■ Provided data
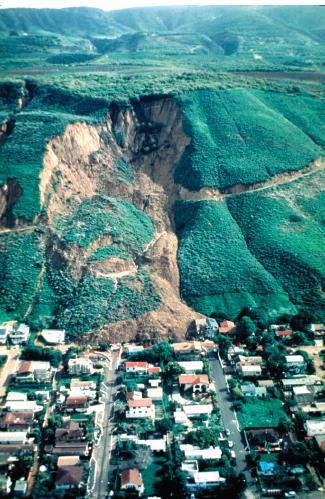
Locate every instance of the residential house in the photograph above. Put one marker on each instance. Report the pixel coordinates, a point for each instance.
(136, 367)
(250, 390)
(267, 383)
(181, 418)
(26, 406)
(53, 336)
(34, 371)
(193, 410)
(67, 461)
(198, 383)
(71, 432)
(142, 408)
(227, 327)
(154, 383)
(315, 427)
(190, 467)
(205, 480)
(284, 333)
(5, 484)
(20, 488)
(316, 409)
(68, 478)
(267, 468)
(13, 437)
(295, 363)
(187, 348)
(78, 403)
(307, 380)
(154, 370)
(194, 452)
(302, 394)
(130, 348)
(155, 393)
(16, 397)
(155, 445)
(131, 479)
(250, 360)
(20, 334)
(320, 441)
(135, 395)
(265, 439)
(249, 371)
(70, 449)
(318, 330)
(203, 328)
(191, 367)
(15, 421)
(79, 366)
(4, 333)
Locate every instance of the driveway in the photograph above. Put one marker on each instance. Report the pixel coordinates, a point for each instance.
(102, 451)
(230, 420)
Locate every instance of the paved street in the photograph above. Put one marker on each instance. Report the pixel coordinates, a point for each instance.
(229, 418)
(9, 368)
(102, 450)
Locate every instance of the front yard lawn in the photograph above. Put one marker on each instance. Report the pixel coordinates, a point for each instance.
(152, 475)
(261, 414)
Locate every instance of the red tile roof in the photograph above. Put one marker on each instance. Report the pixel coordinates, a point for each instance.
(76, 400)
(137, 364)
(140, 403)
(226, 327)
(25, 367)
(131, 476)
(284, 332)
(69, 475)
(193, 379)
(154, 369)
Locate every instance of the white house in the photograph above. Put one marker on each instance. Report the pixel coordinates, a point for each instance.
(197, 409)
(155, 393)
(194, 452)
(191, 367)
(295, 361)
(181, 418)
(23, 406)
(204, 479)
(80, 365)
(315, 427)
(131, 479)
(35, 370)
(249, 371)
(136, 367)
(16, 397)
(142, 408)
(53, 336)
(13, 437)
(3, 335)
(20, 334)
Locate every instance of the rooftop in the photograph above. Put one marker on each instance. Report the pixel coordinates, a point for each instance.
(131, 475)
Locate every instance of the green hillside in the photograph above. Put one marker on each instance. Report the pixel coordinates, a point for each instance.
(193, 107)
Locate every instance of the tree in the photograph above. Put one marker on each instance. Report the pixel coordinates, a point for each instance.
(172, 370)
(300, 453)
(245, 327)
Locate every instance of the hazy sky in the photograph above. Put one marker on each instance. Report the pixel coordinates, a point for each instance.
(121, 4)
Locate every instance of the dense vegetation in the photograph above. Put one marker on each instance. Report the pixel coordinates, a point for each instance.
(230, 147)
(282, 227)
(261, 249)
(218, 273)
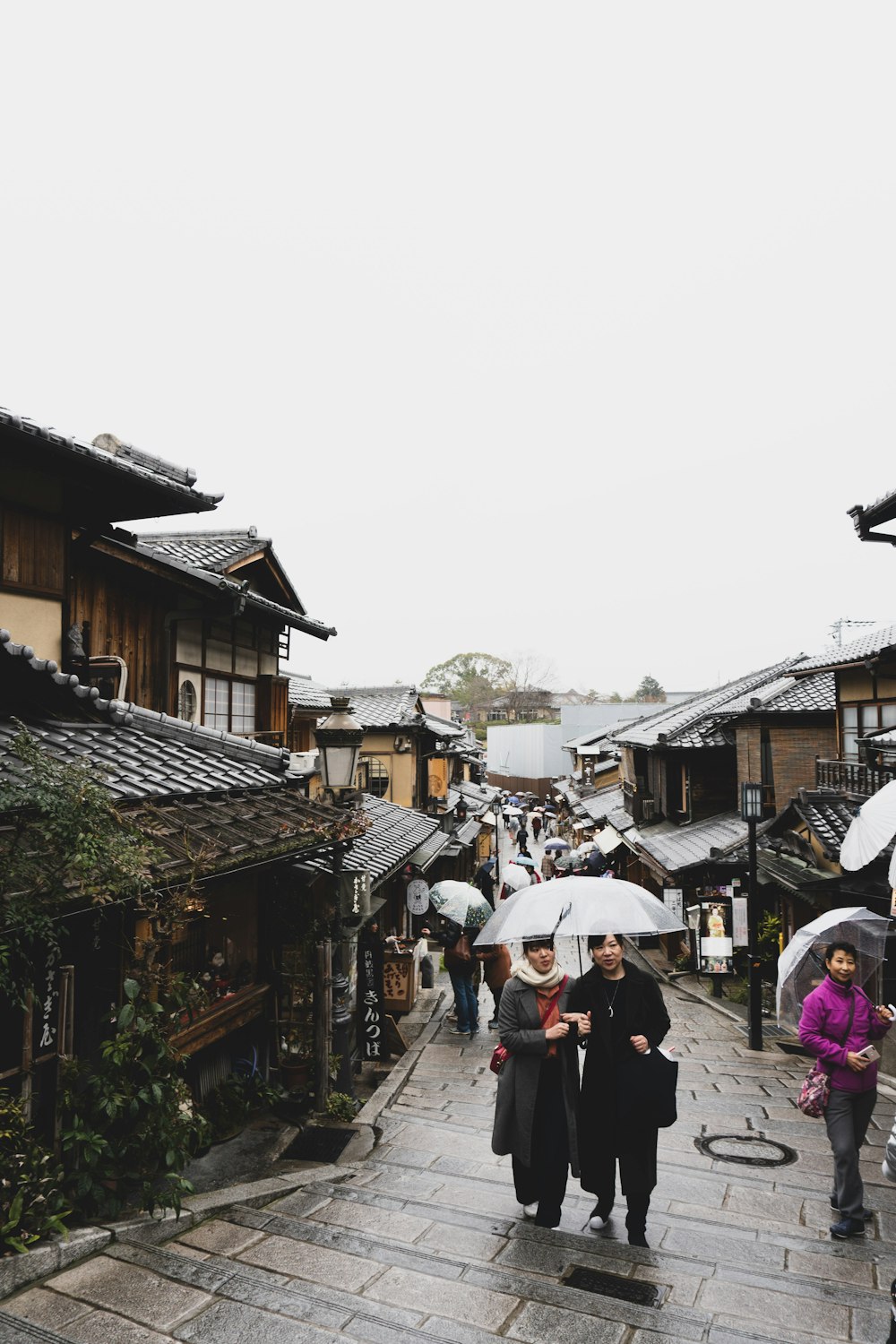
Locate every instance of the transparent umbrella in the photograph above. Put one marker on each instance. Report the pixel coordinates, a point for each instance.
(801, 965)
(461, 902)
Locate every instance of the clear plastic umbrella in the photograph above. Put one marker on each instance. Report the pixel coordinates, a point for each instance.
(461, 902)
(871, 830)
(801, 965)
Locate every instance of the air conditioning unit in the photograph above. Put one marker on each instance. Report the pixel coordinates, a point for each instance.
(188, 699)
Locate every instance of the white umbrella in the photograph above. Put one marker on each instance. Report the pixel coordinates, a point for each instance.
(573, 908)
(461, 902)
(871, 830)
(516, 876)
(801, 965)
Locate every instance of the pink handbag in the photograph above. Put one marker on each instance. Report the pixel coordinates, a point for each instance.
(814, 1093)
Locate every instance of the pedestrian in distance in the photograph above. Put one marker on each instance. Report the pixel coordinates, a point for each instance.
(485, 881)
(460, 964)
(627, 1019)
(535, 1110)
(495, 968)
(837, 1026)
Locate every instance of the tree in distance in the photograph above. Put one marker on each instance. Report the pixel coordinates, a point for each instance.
(649, 693)
(471, 679)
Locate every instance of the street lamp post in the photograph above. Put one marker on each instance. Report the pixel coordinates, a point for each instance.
(339, 742)
(751, 814)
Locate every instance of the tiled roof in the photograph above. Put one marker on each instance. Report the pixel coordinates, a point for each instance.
(306, 694)
(382, 706)
(392, 836)
(220, 833)
(857, 650)
(230, 588)
(790, 695)
(125, 461)
(217, 551)
(694, 723)
(209, 800)
(602, 803)
(828, 816)
(681, 847)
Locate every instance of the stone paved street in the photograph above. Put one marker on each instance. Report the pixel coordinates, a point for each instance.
(422, 1239)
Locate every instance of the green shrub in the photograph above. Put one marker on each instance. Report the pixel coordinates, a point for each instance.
(32, 1204)
(341, 1107)
(129, 1124)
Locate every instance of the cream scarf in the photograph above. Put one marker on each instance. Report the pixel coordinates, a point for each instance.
(524, 970)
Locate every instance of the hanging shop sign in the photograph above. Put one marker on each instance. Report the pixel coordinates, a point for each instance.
(673, 900)
(716, 943)
(418, 897)
(355, 894)
(371, 1010)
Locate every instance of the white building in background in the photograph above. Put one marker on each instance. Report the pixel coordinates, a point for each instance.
(535, 750)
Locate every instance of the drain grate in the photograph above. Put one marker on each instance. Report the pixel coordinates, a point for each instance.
(610, 1285)
(317, 1145)
(747, 1150)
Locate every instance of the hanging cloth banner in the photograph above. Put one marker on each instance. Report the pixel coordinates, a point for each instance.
(418, 897)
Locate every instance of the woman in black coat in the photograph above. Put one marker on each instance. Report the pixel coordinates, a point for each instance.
(627, 1019)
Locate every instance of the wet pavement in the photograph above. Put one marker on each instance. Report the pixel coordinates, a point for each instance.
(416, 1233)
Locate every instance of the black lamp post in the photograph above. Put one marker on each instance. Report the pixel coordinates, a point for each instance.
(339, 742)
(751, 814)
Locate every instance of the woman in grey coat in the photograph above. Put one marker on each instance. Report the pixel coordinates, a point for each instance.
(538, 1085)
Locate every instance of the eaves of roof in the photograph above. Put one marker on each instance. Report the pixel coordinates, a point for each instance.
(204, 581)
(145, 486)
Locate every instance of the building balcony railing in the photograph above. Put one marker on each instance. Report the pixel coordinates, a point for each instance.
(852, 776)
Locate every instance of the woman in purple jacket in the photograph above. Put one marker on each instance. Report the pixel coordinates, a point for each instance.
(839, 1021)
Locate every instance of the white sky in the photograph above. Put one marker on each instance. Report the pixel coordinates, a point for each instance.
(520, 328)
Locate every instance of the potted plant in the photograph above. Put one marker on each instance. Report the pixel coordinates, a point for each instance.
(296, 1056)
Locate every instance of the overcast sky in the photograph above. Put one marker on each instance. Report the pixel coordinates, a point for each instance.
(557, 330)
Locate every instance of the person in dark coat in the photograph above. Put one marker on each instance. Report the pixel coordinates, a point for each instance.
(627, 1019)
(535, 1110)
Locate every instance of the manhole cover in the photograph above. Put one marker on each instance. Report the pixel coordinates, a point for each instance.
(317, 1145)
(610, 1285)
(748, 1150)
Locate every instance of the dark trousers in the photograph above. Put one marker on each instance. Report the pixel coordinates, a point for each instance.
(465, 1003)
(546, 1180)
(847, 1118)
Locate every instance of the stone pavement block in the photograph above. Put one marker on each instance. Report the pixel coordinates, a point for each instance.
(831, 1268)
(131, 1290)
(220, 1238)
(304, 1260)
(458, 1241)
(538, 1322)
(444, 1297)
(826, 1320)
(761, 1203)
(42, 1306)
(105, 1328)
(869, 1325)
(367, 1218)
(234, 1322)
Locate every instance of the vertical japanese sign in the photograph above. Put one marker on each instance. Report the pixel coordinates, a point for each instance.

■ The task
Set the material down exactly, images excluded.

■ Response area
Locate every instance of the residential house in the photograph above. Put one marker on each instance. Report the pixel coordinates, a point for each instance.
(136, 367)
(250, 390)
(267, 383)
(181, 418)
(26, 406)
(53, 336)
(34, 371)
(193, 410)
(67, 461)
(198, 383)
(71, 432)
(142, 408)
(227, 327)
(154, 383)
(315, 427)
(190, 467)
(205, 480)
(284, 333)
(5, 484)
(20, 488)
(316, 409)
(68, 478)
(267, 468)
(13, 437)
(295, 363)
(187, 348)
(78, 403)
(307, 380)
(154, 370)
(194, 452)
(302, 394)
(130, 348)
(155, 393)
(16, 397)
(155, 445)
(131, 479)
(250, 360)
(20, 334)
(320, 441)
(135, 395)
(265, 439)
(249, 371)
(70, 449)
(318, 330)
(203, 328)
(191, 367)
(15, 421)
(79, 366)
(4, 333)
Locate every instance of the driveway in the photograph above. Put one marker on each instance. Report the pixel coordinates, a point for each instance.
(102, 451)
(230, 420)
Locate every instance of the paved street in the photograph above. Put one marker on each instance. Report the pixel coordinates, a point for each instance.
(229, 418)
(9, 368)
(102, 450)
Locate every instance of the front yard lawn in the photograph above. Put one marker on each instance. Report the pixel coordinates, a point for each instance.
(152, 475)
(261, 414)
Locate every instance of the red tile roof in the photograph above. Put one marker on each instance. Report the pixel coordinates, a point for each instance.
(76, 400)
(137, 364)
(140, 403)
(226, 327)
(25, 367)
(131, 476)
(284, 332)
(69, 475)
(193, 379)
(154, 369)
Locate every instance of the white house in the photograph above. Put one marker on each instance. Report the pixel coordinates, a point for each instance.
(197, 409)
(155, 393)
(194, 452)
(191, 367)
(295, 361)
(181, 418)
(23, 406)
(204, 479)
(80, 365)
(315, 427)
(131, 479)
(35, 370)
(249, 371)
(136, 367)
(16, 397)
(142, 408)
(53, 336)
(13, 437)
(3, 335)
(20, 334)
Locate every instance of the rooftop in the photograph above. Put one marker on each instance. Report the pixel coordinates, a point for each instance.
(131, 475)
Locate every instance of the green hillside in the photograph above. Put one marker on each instance. Report the pixel coordinates, a point for each instance.
(193, 107)
Locate every instance of the tree in the photograph above. Put one marker on each instance. Report the pixel coordinates, a point for each instance.
(172, 370)
(300, 453)
(245, 327)
Locate every instance of the hazy sky in the photograph above. Put one marker on each instance. Report the pixel coordinates, a point for each instance.
(121, 4)
Locate every instance of the dense vegetation in the photograph above. Put one marker on each instance. Report the pixel coordinates, a point for each instance.
(230, 147)
(282, 227)
(261, 249)
(218, 273)
Locate every instance of the transparent umbrella in the photograph above. Put one marker on each instance. Report the pixel coordinates, a point for each instance.
(801, 965)
(461, 902)
Locate every instance of the clear plastic umbrella in the photograph above. Put one marker on each instance. Report the pixel coordinates, a point for each instance.
(461, 902)
(871, 830)
(801, 965)
Locate every instance of the air conditioning unit in the photograph above. Put one marker on each instance. Report the pixel coordinates, a point for each instance.
(188, 699)
Locate every instance of the white umbrella in the photograph above. Put one marker on each instance. Report the pixel coordinates, a point for each instance.
(573, 908)
(461, 902)
(871, 830)
(516, 876)
(801, 965)
Locate every instance of the pink handbag in the photograph above. Put one marker on each instance. Report the pixel coordinates, a point for each instance.
(814, 1093)
Locate every instance of the pedestrian in distance in the photograph above. Put one marker on each instance. Report the pixel coordinates, a point for each instance.
(485, 881)
(460, 964)
(627, 1019)
(535, 1110)
(495, 968)
(837, 1026)
Locate every instance of the tree in distance in the photograph above. Put one marker on each instance. Report the pixel coordinates, a point for each instance.
(649, 693)
(471, 679)
Locate every instance of the street lamp post in the photograph above. Put one marker on each instance. Report the pixel coordinates, a point for each instance.
(339, 742)
(751, 814)
Locate every instance of the tiled roof in the photograph above. Put one marker on each instance. Report the pixel coordinates, a point for each instance.
(306, 694)
(382, 706)
(392, 836)
(220, 833)
(857, 650)
(230, 588)
(790, 695)
(125, 461)
(217, 551)
(694, 723)
(209, 800)
(602, 803)
(828, 816)
(681, 847)
Locate every instance of the stone paved street in the photograph above. Put one marker on each instance. Report the pixel coordinates, a point for each instance.
(422, 1239)
Locate every instance of the green shrub in the photograph above. Put one marker on each instance. Report the pixel coordinates, a point for each instance.
(32, 1204)
(341, 1107)
(129, 1124)
Locate every instance of the cream scarf in the photograph above. Put one marker on each instance. Report the pixel coordinates, a point for each instance.
(524, 970)
Locate every instance of the hanging shop sign in the photograph above. Put one marker on each instance. Report the pixel coordinates, a point for each instance.
(673, 900)
(716, 943)
(418, 897)
(355, 894)
(371, 1010)
Locate every instance of the white building in background in the photograph above. Put one marker on each instance. Report the pixel coordinates, a point for each instance.
(535, 750)
Locate every instance of the drain grate in the photograph above. Put one marker on each instance. Report the pixel coordinates, a point for each instance.
(610, 1285)
(317, 1145)
(747, 1150)
Locate every instance of the hanging cloth banner in the photograph above. Put one marker on each instance. Report the pixel coordinates, a point for each instance.
(418, 897)
Locate every instance of the woman in black coat in the photograph above. Put one marker on each instance. Report the pixel coordinates, a point for each instance.
(627, 1019)
Locate every instance of the wet pavement in the photograph above. Put one marker on each instance. Report the pixel coordinates, a point for each instance.
(416, 1233)
Locate every instance of the black lamp post in the photograph above. Put one marker on each instance. Report the pixel coordinates, a point for each instance.
(339, 742)
(751, 814)
Locate every instance of the woman in grey coat in the photograph above. Put one marker on each instance. Report the pixel coordinates, a point for each instance.
(538, 1085)
Locate every instance of the eaves of roof in the photograph above. Put one marker on each instance. Report the pixel coordinates, a point for each instance.
(204, 581)
(145, 486)
Locate every instance of the building balcony railing in the photograph above. Put one marker on each instance. Report the pixel coordinates, a point for each instance.
(852, 776)
Locate every instance of the woman in purple jacket in the photograph above. Put one marker on each instance. Report the pixel coordinates, a point for each instance.
(839, 1021)
Locate every instance of the white sky in the photograph above. Put one marker on each instance. Report the pixel coordinates, a point for each instance.
(520, 328)
Locate every instance of the potted plant in the photograph above. Put one marker on each instance. Report the pixel coordinates, a point for each instance.
(296, 1056)
Locate every instance of the overcast sky in the photograph above. Put one marker on each instance. Report the pixel coordinates, a point for each instance.
(557, 330)
Locate every instance of the person in dark coat in the photograph above. Put one marker on each instance. Report the pixel coordinates, a point for each instance.
(627, 1019)
(535, 1110)
Locate every instance of the manhole cover in the photograph above. Put one marker on each instance. Report the pixel coordinates, a point for each instance.
(317, 1145)
(610, 1285)
(748, 1150)
Locate every instance of the dark trousers in the photograph above. Put one marker on each instance. Report the pixel coordinates, a point for each instance.
(465, 1003)
(546, 1180)
(847, 1118)
Locate every instance of the stone pavement block in the photograph above. Put one marker on each instance. Report the pixel coordinates, a point for each instance.
(831, 1268)
(131, 1290)
(220, 1238)
(304, 1260)
(458, 1241)
(538, 1322)
(444, 1297)
(826, 1320)
(761, 1203)
(42, 1306)
(105, 1328)
(869, 1325)
(367, 1218)
(234, 1322)
Locate every instance of the vertical japanese sign in the photograph above. Put one marker on each instance. Report the pixel coordinates, a point for each instance.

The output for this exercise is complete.